What is needed:
Skip the pictures and write out, word for word, the lines below from the one with "Reviewer note: every instance of the slate" through the one with "Point to the crack", inclusive.

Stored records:
______________________________

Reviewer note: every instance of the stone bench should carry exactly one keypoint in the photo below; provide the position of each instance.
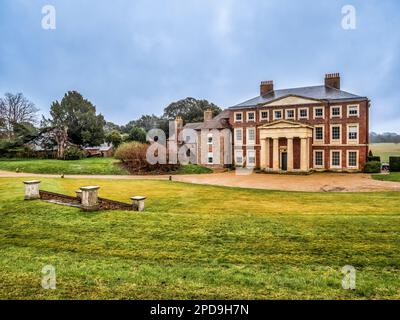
(138, 203)
(32, 190)
(90, 198)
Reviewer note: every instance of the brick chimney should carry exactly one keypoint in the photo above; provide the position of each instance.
(332, 80)
(208, 115)
(266, 86)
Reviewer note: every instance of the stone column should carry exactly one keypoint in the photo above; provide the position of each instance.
(290, 153)
(304, 154)
(267, 153)
(32, 190)
(263, 153)
(138, 203)
(275, 159)
(89, 198)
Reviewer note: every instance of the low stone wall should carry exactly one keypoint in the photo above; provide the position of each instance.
(103, 204)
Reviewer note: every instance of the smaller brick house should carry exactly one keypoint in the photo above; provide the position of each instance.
(314, 128)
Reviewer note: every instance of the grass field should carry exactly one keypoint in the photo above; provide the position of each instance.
(200, 242)
(89, 166)
(393, 176)
(385, 150)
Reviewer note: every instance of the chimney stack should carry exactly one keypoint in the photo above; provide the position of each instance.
(208, 115)
(332, 80)
(266, 86)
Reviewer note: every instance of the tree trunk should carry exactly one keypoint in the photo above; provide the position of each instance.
(61, 135)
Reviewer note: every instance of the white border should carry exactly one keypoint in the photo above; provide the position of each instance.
(340, 114)
(358, 111)
(358, 159)
(323, 159)
(340, 161)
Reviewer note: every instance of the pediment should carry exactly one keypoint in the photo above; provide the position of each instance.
(291, 100)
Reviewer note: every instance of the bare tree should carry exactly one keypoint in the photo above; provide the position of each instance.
(61, 137)
(15, 108)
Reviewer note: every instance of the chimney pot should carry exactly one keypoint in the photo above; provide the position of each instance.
(266, 86)
(208, 114)
(332, 80)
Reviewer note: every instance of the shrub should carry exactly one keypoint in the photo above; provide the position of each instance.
(74, 153)
(133, 157)
(394, 164)
(374, 158)
(372, 167)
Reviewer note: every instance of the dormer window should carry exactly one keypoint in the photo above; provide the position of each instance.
(251, 116)
(318, 112)
(277, 114)
(209, 138)
(238, 117)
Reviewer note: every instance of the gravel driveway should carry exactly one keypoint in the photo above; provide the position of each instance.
(317, 182)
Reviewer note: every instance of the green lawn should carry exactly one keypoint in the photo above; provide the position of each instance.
(393, 176)
(84, 166)
(385, 150)
(200, 242)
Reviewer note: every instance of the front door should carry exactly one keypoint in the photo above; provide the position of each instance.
(284, 161)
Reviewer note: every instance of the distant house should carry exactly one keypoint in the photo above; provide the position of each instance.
(104, 150)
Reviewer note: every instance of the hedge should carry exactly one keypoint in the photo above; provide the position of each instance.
(372, 167)
(374, 158)
(394, 164)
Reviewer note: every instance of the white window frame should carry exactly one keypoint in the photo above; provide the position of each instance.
(209, 135)
(358, 111)
(335, 141)
(294, 114)
(281, 110)
(248, 151)
(323, 112)
(238, 142)
(247, 116)
(240, 152)
(308, 114)
(323, 134)
(331, 158)
(234, 117)
(261, 117)
(323, 159)
(336, 116)
(353, 141)
(357, 166)
(210, 155)
(248, 141)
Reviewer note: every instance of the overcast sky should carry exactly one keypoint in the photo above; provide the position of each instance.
(134, 57)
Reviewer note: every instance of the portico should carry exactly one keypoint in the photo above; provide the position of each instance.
(285, 146)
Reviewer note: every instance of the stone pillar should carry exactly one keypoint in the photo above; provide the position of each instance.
(79, 195)
(275, 159)
(32, 190)
(290, 153)
(263, 154)
(89, 198)
(304, 154)
(138, 203)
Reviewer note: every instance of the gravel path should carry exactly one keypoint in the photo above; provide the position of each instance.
(317, 182)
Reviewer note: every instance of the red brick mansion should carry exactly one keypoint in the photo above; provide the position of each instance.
(295, 130)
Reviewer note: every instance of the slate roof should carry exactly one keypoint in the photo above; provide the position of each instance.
(218, 122)
(314, 92)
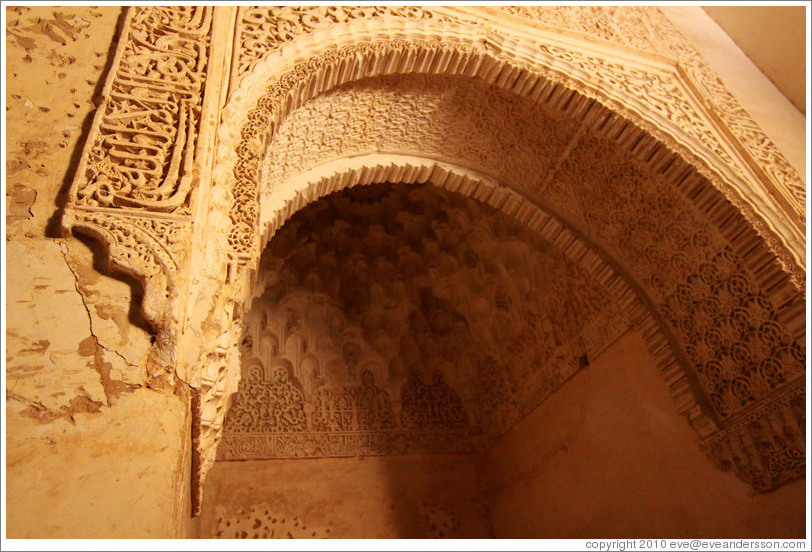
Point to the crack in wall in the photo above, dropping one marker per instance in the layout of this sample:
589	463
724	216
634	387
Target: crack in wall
80	404
112	388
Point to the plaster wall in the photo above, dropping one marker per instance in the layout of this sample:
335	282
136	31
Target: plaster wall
432	496
606	456
780	120
90	451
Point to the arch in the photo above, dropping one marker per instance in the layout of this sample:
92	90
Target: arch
282	83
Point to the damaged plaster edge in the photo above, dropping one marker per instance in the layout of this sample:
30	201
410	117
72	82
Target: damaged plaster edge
112	388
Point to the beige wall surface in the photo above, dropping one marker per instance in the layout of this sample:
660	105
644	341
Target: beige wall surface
432	496
91	452
774	37
607	456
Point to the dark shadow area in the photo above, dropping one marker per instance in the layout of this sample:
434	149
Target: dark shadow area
53	229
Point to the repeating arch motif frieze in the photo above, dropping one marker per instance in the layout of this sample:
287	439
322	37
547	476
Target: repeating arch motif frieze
698	234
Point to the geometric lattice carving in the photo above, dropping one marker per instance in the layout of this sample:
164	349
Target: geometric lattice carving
649	30
689	199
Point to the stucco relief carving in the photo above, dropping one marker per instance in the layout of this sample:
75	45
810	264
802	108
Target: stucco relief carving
142	152
134	183
650	30
637	215
389	317
262	29
138	169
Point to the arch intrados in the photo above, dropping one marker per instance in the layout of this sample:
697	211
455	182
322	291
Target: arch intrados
626	293
314	63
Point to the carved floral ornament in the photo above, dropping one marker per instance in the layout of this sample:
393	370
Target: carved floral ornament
536	123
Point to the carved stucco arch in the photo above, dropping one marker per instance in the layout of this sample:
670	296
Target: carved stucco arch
282	82
645	104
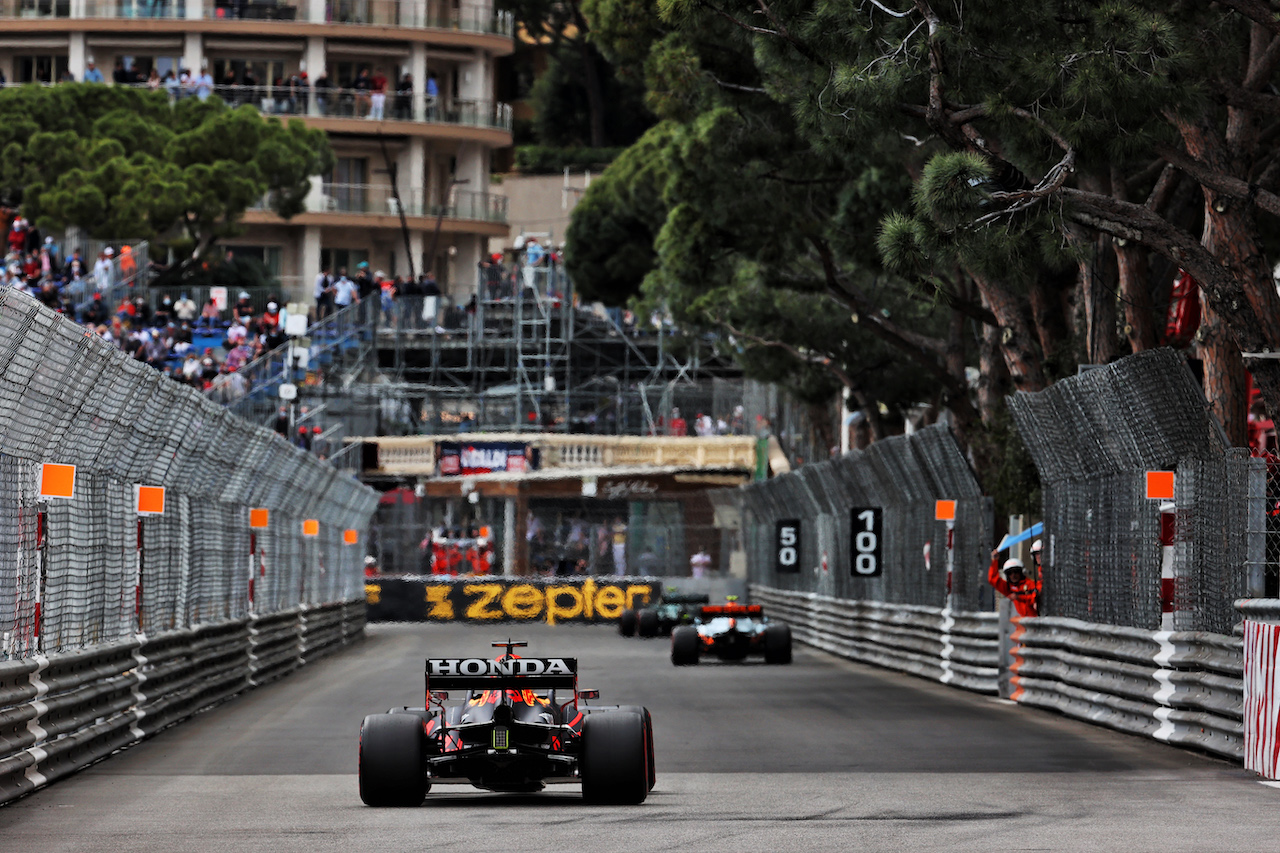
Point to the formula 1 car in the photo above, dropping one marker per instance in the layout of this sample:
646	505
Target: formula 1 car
673	609
519	728
731	632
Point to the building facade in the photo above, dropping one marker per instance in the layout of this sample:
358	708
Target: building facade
433	126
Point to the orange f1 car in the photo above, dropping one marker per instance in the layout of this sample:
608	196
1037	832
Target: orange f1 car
731	632
519	728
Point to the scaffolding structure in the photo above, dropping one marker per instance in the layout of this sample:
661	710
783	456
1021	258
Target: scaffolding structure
522	357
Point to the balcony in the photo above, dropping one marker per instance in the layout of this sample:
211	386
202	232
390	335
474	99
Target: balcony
412	14
408	456
306	101
376	201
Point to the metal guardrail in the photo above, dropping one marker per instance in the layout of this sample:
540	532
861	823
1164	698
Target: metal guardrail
65	711
1182	688
416	454
933	643
1176	687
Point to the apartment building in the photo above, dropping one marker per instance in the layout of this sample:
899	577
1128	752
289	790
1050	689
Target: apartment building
435	133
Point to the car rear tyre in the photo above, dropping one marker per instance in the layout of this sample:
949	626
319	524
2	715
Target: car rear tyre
777	644
685	646
647	623
392	771
648	738
627	623
613	762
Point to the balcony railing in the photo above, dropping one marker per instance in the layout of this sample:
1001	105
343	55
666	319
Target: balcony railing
417	455
416	14
371	199
287	99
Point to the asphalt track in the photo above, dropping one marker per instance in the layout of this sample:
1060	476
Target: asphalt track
822	755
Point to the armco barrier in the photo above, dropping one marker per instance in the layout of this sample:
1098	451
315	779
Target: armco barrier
1178	687
501	600
65	711
952	648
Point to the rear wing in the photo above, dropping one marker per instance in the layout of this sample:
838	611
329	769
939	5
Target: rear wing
732	610
503	674
685	598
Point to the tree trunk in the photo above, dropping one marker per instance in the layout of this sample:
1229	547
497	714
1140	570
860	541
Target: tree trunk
592	81
1134	282
1097	287
1016	337
993	375
1224	375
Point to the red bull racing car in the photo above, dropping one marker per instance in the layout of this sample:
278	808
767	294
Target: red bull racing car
731	632
519	726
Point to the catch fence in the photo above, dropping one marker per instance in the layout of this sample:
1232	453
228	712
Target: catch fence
900	482
90	570
1093	438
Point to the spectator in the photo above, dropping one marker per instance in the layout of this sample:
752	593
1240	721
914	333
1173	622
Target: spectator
242	311
388	301
362	86
364	281
378	97
405	97
202	85
433	95
323	97
324	293
17	235
103	269
184	309
128	265
95	313
164	311
210	318
344	291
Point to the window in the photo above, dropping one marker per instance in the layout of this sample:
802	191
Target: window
339	259
39	69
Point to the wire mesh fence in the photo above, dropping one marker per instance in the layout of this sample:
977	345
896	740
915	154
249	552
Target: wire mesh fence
1093	438
90	569
832	506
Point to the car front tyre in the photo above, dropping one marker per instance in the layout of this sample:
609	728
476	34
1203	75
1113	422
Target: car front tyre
392	769
613	761
627	623
777	644
685	646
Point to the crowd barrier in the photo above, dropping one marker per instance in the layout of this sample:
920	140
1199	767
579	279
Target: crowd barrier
63	712
503	600
1178	687
960	648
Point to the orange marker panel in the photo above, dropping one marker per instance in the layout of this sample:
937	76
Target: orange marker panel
56	480
151	500
1160	486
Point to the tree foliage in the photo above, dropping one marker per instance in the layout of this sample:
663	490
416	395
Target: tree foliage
979	188
123	163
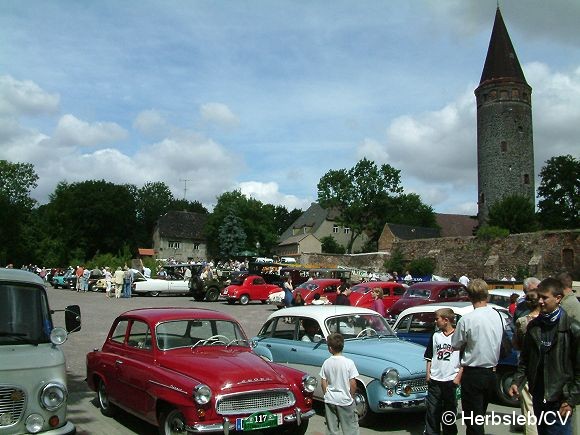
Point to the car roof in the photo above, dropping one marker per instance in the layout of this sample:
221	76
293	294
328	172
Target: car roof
19	275
460	308
160	314
505	292
320	312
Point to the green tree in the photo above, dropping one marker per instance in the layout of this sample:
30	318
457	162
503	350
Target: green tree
17	180
257	221
331	246
515	213
559	192
368	196
232	237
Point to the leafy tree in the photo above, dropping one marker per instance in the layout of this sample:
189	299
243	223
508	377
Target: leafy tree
514	213
16	182
331	246
559	192
257	221
232	237
368	196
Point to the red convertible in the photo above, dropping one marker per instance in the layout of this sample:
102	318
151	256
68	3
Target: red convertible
248	288
193	370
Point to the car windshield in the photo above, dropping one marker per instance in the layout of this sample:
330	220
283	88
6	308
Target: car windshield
196	333
359	326
360	289
24	315
422	293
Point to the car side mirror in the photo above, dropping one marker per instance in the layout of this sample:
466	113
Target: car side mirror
72	318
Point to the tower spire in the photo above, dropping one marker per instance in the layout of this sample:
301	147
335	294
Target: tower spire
501	62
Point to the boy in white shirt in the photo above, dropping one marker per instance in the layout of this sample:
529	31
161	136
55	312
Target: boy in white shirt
338	375
443	375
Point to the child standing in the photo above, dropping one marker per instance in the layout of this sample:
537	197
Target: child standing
338	375
443	375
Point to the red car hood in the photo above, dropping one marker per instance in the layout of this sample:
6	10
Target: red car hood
222	368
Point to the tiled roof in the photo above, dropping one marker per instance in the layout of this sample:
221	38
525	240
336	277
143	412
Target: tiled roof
182	225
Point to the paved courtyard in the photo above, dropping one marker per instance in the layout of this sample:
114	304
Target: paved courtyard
98	312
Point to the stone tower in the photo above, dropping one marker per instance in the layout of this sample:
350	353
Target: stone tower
505	149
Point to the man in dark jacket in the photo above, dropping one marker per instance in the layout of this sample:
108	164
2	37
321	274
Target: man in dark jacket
550	362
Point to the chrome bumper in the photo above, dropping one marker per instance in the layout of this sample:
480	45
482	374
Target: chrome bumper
225	427
399	404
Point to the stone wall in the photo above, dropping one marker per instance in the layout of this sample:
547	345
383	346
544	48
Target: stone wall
543	253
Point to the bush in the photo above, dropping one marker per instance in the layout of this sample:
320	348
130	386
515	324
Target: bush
422	266
490	232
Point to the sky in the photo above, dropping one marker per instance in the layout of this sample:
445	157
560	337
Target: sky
266	96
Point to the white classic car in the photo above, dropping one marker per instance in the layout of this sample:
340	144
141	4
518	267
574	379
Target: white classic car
156	286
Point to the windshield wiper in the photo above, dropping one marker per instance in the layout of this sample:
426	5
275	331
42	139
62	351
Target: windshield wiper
20	336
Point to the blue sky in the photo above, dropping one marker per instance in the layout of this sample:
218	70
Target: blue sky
266	96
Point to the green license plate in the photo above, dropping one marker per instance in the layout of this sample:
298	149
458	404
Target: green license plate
259	420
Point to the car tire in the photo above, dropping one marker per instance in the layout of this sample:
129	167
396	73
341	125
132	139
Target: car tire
171	421
212	294
505	376
365	415
107	408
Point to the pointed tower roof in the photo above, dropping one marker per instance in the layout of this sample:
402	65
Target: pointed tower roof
501	63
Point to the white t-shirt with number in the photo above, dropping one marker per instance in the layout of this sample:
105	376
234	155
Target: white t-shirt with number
444	360
338	371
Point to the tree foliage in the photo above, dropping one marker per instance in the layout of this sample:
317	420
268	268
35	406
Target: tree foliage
559	192
368	196
331	246
515	213
16	183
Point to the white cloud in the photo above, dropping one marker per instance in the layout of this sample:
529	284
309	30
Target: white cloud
24	97
71	131
151	123
268	193
219	114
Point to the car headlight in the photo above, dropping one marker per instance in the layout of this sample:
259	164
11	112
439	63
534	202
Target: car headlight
202	394
53	396
309	383
390	378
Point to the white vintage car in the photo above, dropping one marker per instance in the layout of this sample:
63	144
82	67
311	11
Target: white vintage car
156	286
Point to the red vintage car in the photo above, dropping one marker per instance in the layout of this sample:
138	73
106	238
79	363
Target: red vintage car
362	295
248	288
426	293
325	287
193	370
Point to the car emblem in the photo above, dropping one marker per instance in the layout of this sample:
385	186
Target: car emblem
254	380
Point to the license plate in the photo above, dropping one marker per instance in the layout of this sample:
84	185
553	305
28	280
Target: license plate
258	420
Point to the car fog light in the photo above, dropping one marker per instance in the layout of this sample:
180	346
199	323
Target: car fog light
309	383
58	335
52	396
34	423
202	394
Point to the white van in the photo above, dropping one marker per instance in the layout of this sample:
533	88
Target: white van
33	391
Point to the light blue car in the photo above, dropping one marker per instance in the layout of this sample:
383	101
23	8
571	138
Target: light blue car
392	371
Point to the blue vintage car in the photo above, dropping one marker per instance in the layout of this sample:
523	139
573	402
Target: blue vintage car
417	324
392	371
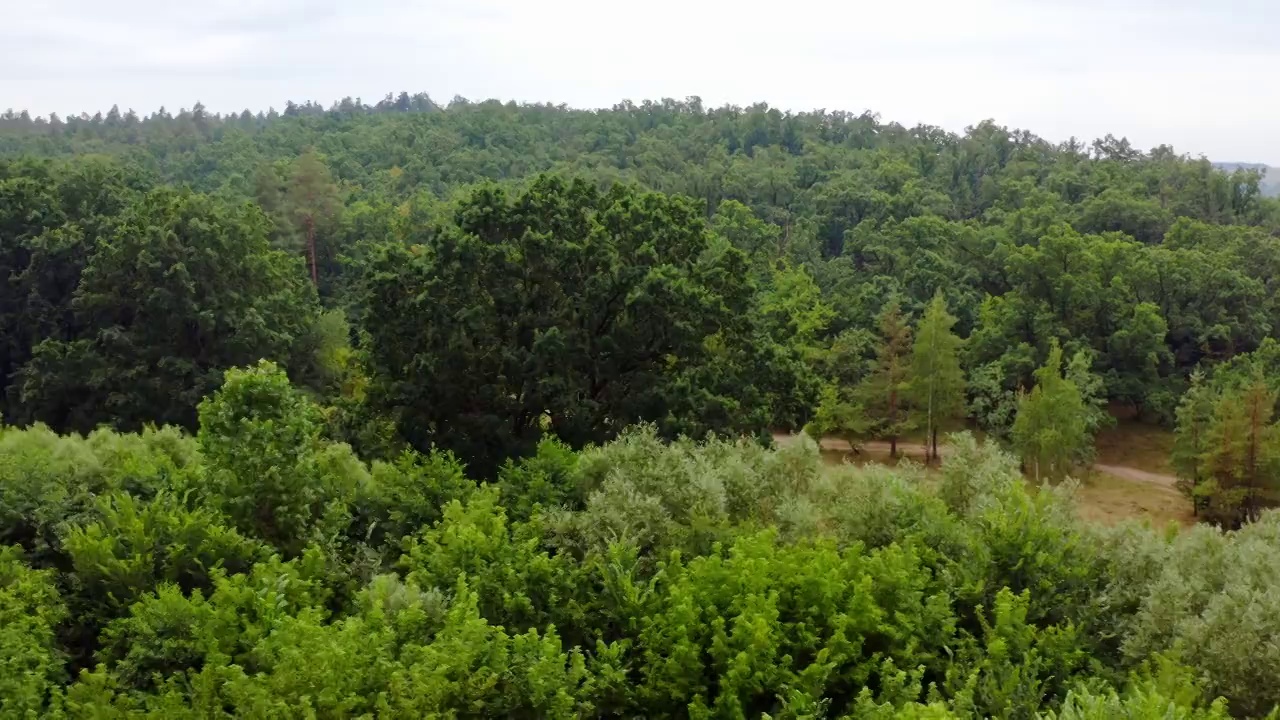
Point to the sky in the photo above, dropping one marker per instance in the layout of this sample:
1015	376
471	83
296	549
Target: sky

______________________________

Exercise output:
Reviewer note: every instance of the slate roof should carry exactly one keypoint in the photo above; provide the position of each instance.
(218, 122)
(314, 92)
Point to the crack in wall in the photo above, dropping one marker per instance in the layout of this sample:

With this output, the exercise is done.